**Exercise details**: "Identify the mossy" appears in one line of the listing below; retype that line and every later line exactly, stopping at the end, and nothing else.

**Extracted data**:
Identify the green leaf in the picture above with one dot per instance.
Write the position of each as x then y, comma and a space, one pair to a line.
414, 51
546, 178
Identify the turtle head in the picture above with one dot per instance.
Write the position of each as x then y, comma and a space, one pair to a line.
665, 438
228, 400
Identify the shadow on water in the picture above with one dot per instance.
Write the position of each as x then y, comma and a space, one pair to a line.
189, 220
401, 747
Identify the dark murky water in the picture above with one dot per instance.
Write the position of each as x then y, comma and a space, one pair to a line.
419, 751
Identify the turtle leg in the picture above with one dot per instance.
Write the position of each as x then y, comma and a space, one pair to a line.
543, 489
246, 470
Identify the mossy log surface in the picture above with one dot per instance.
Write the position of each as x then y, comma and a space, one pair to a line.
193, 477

**Task response**:
Identify the mossy log surface in the picture above with one dot per instance.
Write the position of each as x then y, comma and a space, one pair to a line.
193, 477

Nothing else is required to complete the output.